• _STATED PROBLEM 1_:
Reproduce the rows of the named-object pointing records, starting at the first row and ending with the line that contains "(1021, 490)". Add -131 to each coordinate in the answers, and omit the pictures from your output.

• _PAGE EXTRACT_:

★ ★ ★

Calling the main program with the –list=true flag, will return a list of OOS agents. If no agent is in OOS state, an empty list will be returned. For example:

>/usr/bin/sonaroplogtracker --list=true

SOT1

means that the agent named ‘SOT1’ is OOS.

Resyncing

Triggering a resync is done by passing the main program a resync parameter. You can use a list of comma separated agent names, or ‘allout’ to resync all agents that are OOS.

For example, if we have 3 agents, named SOT1,SOT2,SOT3, and all three are OOS:

>/usr/bin/sonaroplogtracker --list=true

SOT1

SOT2

SOT3

We trigger a sync of two of the agents by passing their names:

>/usr/bin/sonaroplogtracker --resync=SOT1,SOT3

Note: The syncing operation may take a long time, depending on the amount of data that needs to be synched, checking the agent state will show OOS until re-sync is done. After sync finish, the agent will be back to normal operation.

After the sync SOT1 and SOT3 are back to normal, SOT2 is listed because we haven’t synched it:

>/usr/bin/sonaroplogtracker --list=true

SOT2

The second sync option is to sync all OOS agents, without specifying names, this can be useful when a lot of agents needs to be synched at once, for example for first-run sync, when all the agents are OOS.

Syntax:

sonaroplogtracker --resync=allout

Re-sync process

Each SOT agent does the following in a sync

  • Connects to mongod and saves the mongod oplog current time-stamp. On failure to get this TS, the agent will exit with an error. In this example, let’s call this time-stamp T0.

★ ★ ★

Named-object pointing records
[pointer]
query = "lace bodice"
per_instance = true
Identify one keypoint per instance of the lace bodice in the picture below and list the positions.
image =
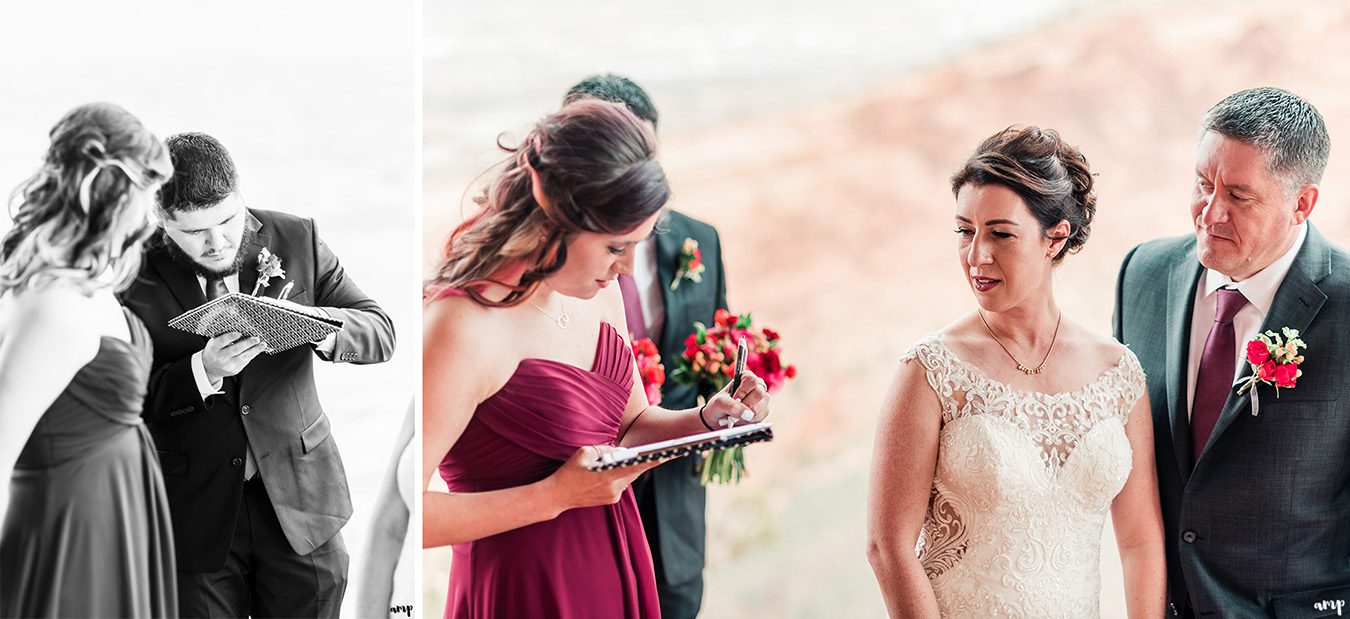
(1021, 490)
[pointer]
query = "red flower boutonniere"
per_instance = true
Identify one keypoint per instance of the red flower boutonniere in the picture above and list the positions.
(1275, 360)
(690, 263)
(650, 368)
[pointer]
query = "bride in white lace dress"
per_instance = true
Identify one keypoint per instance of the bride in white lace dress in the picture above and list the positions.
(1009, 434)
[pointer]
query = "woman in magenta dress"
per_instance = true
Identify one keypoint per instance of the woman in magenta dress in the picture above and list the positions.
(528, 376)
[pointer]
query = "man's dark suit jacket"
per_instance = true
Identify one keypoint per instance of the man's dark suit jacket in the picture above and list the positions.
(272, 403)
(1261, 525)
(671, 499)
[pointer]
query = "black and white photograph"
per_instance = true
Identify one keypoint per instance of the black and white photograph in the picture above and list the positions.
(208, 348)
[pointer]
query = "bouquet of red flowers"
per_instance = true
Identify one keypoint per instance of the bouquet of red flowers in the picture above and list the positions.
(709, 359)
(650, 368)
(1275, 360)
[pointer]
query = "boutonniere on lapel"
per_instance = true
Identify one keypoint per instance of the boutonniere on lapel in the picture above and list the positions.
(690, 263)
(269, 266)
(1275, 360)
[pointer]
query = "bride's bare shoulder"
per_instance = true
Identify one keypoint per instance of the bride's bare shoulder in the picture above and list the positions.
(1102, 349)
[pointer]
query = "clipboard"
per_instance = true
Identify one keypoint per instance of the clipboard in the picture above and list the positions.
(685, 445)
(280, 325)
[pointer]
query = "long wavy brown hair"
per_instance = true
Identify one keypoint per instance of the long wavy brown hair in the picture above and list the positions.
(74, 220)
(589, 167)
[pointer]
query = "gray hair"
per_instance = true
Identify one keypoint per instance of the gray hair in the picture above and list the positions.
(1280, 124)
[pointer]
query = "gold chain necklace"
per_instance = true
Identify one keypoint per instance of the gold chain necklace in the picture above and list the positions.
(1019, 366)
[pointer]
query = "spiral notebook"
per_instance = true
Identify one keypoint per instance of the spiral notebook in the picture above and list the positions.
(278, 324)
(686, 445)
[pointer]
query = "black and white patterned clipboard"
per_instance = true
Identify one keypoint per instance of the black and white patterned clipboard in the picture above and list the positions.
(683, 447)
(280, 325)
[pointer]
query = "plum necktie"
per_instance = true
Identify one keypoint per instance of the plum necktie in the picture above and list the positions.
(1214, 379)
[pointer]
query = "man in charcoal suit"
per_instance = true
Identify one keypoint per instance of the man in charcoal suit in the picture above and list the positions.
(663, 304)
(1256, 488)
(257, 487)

★ ★ ★

• _STATED PROBLEM 2_:
According to the page extract, what value is passed to the resync parameter to resync every agent that is OOS?

• _REPLY 1_:
[pointer]
query = "lace bodice"
per_instance = true
Identify one keypoint per instance of the lace bodice in the picture below and list the positions.
image =
(890, 359)

• _REPLY 2_:
The value is "allout", as in `sonaroplogtracker --resync=allout`.